» Task to carry out
Output each line of the records below as one string in a JSON array, skipping blank lines and leaving out the pictures.

start Recorded information

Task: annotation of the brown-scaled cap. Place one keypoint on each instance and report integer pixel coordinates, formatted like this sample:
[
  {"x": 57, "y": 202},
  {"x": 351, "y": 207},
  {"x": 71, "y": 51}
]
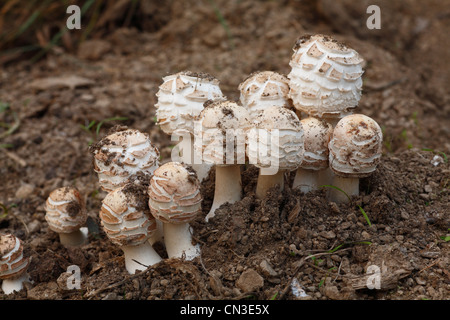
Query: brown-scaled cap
[
  {"x": 65, "y": 210},
  {"x": 356, "y": 146},
  {"x": 174, "y": 193},
  {"x": 12, "y": 262}
]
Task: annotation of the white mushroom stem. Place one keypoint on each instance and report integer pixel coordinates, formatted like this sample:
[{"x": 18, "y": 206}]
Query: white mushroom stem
[
  {"x": 228, "y": 187},
  {"x": 74, "y": 239},
  {"x": 15, "y": 284},
  {"x": 140, "y": 257},
  {"x": 349, "y": 185},
  {"x": 266, "y": 181},
  {"x": 178, "y": 241}
]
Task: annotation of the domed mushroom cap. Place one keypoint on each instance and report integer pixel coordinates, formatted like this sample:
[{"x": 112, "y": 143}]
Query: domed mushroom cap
[
  {"x": 325, "y": 79},
  {"x": 125, "y": 215},
  {"x": 174, "y": 193},
  {"x": 181, "y": 98},
  {"x": 279, "y": 131},
  {"x": 219, "y": 121},
  {"x": 356, "y": 146},
  {"x": 65, "y": 210},
  {"x": 317, "y": 136},
  {"x": 264, "y": 89},
  {"x": 12, "y": 262},
  {"x": 121, "y": 155}
]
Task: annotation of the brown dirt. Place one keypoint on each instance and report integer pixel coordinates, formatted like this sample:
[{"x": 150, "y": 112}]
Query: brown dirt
[{"x": 253, "y": 248}]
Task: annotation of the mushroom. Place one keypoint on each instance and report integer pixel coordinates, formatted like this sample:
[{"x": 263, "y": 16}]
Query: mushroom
[
  {"x": 325, "y": 79},
  {"x": 175, "y": 200},
  {"x": 128, "y": 223},
  {"x": 66, "y": 214},
  {"x": 264, "y": 89},
  {"x": 354, "y": 152},
  {"x": 13, "y": 265},
  {"x": 180, "y": 100},
  {"x": 222, "y": 127},
  {"x": 312, "y": 171},
  {"x": 275, "y": 145},
  {"x": 121, "y": 155}
]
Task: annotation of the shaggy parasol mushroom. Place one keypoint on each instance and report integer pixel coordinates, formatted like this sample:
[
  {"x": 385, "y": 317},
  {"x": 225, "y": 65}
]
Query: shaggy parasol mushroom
[
  {"x": 121, "y": 155},
  {"x": 325, "y": 79},
  {"x": 175, "y": 200},
  {"x": 13, "y": 265},
  {"x": 180, "y": 100},
  {"x": 66, "y": 214},
  {"x": 264, "y": 89},
  {"x": 128, "y": 223},
  {"x": 274, "y": 144},
  {"x": 315, "y": 162},
  {"x": 223, "y": 126},
  {"x": 354, "y": 152}
]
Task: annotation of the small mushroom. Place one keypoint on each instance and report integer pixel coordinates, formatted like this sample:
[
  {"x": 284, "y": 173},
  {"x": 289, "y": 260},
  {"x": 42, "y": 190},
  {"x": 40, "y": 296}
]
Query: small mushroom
[
  {"x": 223, "y": 126},
  {"x": 275, "y": 145},
  {"x": 354, "y": 152},
  {"x": 66, "y": 214},
  {"x": 128, "y": 223},
  {"x": 180, "y": 100},
  {"x": 313, "y": 169},
  {"x": 325, "y": 79},
  {"x": 264, "y": 89},
  {"x": 121, "y": 155},
  {"x": 175, "y": 200},
  {"x": 13, "y": 265}
]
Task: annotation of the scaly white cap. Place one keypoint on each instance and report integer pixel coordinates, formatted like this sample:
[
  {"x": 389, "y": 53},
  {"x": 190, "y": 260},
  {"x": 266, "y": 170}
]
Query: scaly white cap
[
  {"x": 181, "y": 98},
  {"x": 121, "y": 155},
  {"x": 174, "y": 193},
  {"x": 356, "y": 146},
  {"x": 275, "y": 139},
  {"x": 65, "y": 210},
  {"x": 317, "y": 136},
  {"x": 325, "y": 79},
  {"x": 264, "y": 89}
]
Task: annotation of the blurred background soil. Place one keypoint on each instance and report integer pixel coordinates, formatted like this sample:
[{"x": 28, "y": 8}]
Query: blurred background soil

end Recorded information

» Answer to the exercise
[
  "Task: annotation of the brown-scaled cap. Place one keypoint on each instance and report integer pixel coordinates, formatted like this sample:",
  "[",
  "  {\"x\": 57, \"y\": 202},",
  "  {\"x\": 351, \"y\": 207},",
  "  {\"x\": 71, \"y\": 51}",
  "]",
  "Query: brown-scaled cap",
  "[",
  "  {\"x\": 65, \"y\": 210},",
  "  {\"x\": 356, \"y\": 146},",
  "  {\"x\": 174, \"y\": 193},",
  "  {\"x\": 12, \"y\": 262}",
  "]",
  "Task: annotation of the white mushroom stem. Place one keypoint on each instance and report integer pixel coordinates, formatted like this sample:",
  "[{\"x\": 18, \"y\": 206}]",
  "Query: white mushroom stem",
  "[",
  "  {\"x\": 228, \"y\": 187},",
  "  {\"x\": 74, \"y\": 239},",
  "  {\"x\": 15, \"y\": 284},",
  "  {\"x\": 140, \"y\": 257},",
  "  {\"x\": 349, \"y\": 185},",
  "  {\"x\": 266, \"y\": 181},",
  "  {\"x\": 178, \"y\": 241}",
  "]",
  "Task: annotation of the domed mushroom cap. Place one keypoint on each instance and report integer pixel coordinates, formatted like this sample:",
  "[{\"x\": 112, \"y\": 143}]",
  "Query: domed mushroom cap",
  "[",
  "  {\"x\": 325, \"y\": 79},",
  "  {\"x\": 125, \"y\": 215},",
  "  {\"x\": 174, \"y\": 193},",
  "  {\"x\": 181, \"y\": 98},",
  "  {\"x\": 279, \"y\": 131},",
  "  {\"x\": 219, \"y\": 121},",
  "  {\"x\": 356, \"y\": 146},",
  "  {\"x\": 65, \"y\": 210},",
  "  {\"x\": 317, \"y\": 136},",
  "  {\"x\": 264, \"y\": 89},",
  "  {\"x\": 12, \"y\": 262},",
  "  {\"x\": 121, \"y\": 155}",
  "]",
  "Task: annotation of the brown dirt. Place one keypoint on each instance and report integer pixel coordinates, formatted like this sample:",
  "[{\"x\": 150, \"y\": 112}]",
  "Query: brown dirt",
  "[{\"x\": 253, \"y\": 248}]",
  "Task: annotation of the mushroom. Place one keypoint on each instance and report integer pixel coordinates, formatted like this sample:",
  "[{\"x\": 263, \"y\": 16}]",
  "Query: mushroom",
  "[",
  "  {\"x\": 325, \"y\": 79},",
  "  {\"x\": 175, \"y\": 200},",
  "  {\"x\": 128, \"y\": 223},",
  "  {\"x\": 66, \"y\": 214},",
  "  {\"x\": 264, \"y\": 89},",
  "  {\"x\": 354, \"y\": 152},",
  "  {\"x\": 13, \"y\": 265},",
  "  {\"x\": 180, \"y\": 100},",
  "  {\"x\": 222, \"y\": 127},",
  "  {\"x\": 312, \"y\": 171},",
  "  {\"x\": 275, \"y\": 145},",
  "  {\"x\": 121, \"y\": 155}",
  "]",
  "Task: annotation of the shaggy parasol mushroom. Place one keypoint on each instance and report integer pixel coordinates, formatted like this sample:",
  "[",
  "  {\"x\": 385, \"y\": 317},",
  "  {\"x\": 225, \"y\": 65}",
  "]",
  "Query: shaggy parasol mushroom",
  "[",
  "  {\"x\": 121, \"y\": 155},",
  "  {\"x\": 325, \"y\": 79},",
  "  {\"x\": 175, \"y\": 200},",
  "  {\"x\": 13, \"y\": 265},",
  "  {\"x\": 180, \"y\": 100},",
  "  {\"x\": 66, \"y\": 214},",
  "  {\"x\": 264, \"y\": 89},",
  "  {\"x\": 128, \"y\": 223},",
  "  {\"x\": 274, \"y\": 144},",
  "  {\"x\": 315, \"y\": 162},",
  "  {\"x\": 223, \"y\": 126},",
  "  {\"x\": 354, \"y\": 152}",
  "]",
  "Task: annotation of the small mushroom. Place one keypoint on each instance and report integer pixel coordinates, formatted like this sample:",
  "[",
  "  {\"x\": 284, \"y\": 173},",
  "  {\"x\": 289, \"y\": 260},",
  "  {\"x\": 42, \"y\": 190},",
  "  {\"x\": 40, \"y\": 296}",
  "]",
  "Query: small mushroom",
  "[",
  "  {\"x\": 223, \"y\": 126},",
  "  {\"x\": 275, \"y\": 145},",
  "  {\"x\": 354, \"y\": 152},",
  "  {\"x\": 66, \"y\": 214},",
  "  {\"x\": 128, \"y\": 223},",
  "  {\"x\": 180, \"y\": 100},",
  "  {\"x\": 313, \"y\": 169},",
  "  {\"x\": 325, \"y\": 79},",
  "  {\"x\": 264, \"y\": 89},",
  "  {\"x\": 121, \"y\": 155},",
  "  {\"x\": 175, \"y\": 200},",
  "  {\"x\": 13, \"y\": 265}",
  "]",
  "Task: annotation of the scaly white cap. Place one keypoint on each instance and report integer pixel coordinates, formatted like this sample:",
  "[",
  "  {\"x\": 389, \"y\": 53},",
  "  {\"x\": 190, \"y\": 260},",
  "  {\"x\": 266, \"y\": 170}",
  "]",
  "Query: scaly white cap",
  "[",
  "  {\"x\": 181, \"y\": 98},",
  "  {\"x\": 121, \"y\": 155},",
  "  {\"x\": 174, \"y\": 193},",
  "  {\"x\": 356, \"y\": 146},",
  "  {\"x\": 275, \"y\": 139},",
  "  {\"x\": 65, \"y\": 210},",
  "  {\"x\": 317, \"y\": 136},",
  "  {\"x\": 325, \"y\": 79},",
  "  {\"x\": 264, \"y\": 89}",
  "]",
  "Task: annotation of the blurred background soil. Place one keypoint on each instance and report integer pixel coordinates, formatted like this sample:",
  "[{\"x\": 28, \"y\": 8}]",
  "Query: blurred background soil"
]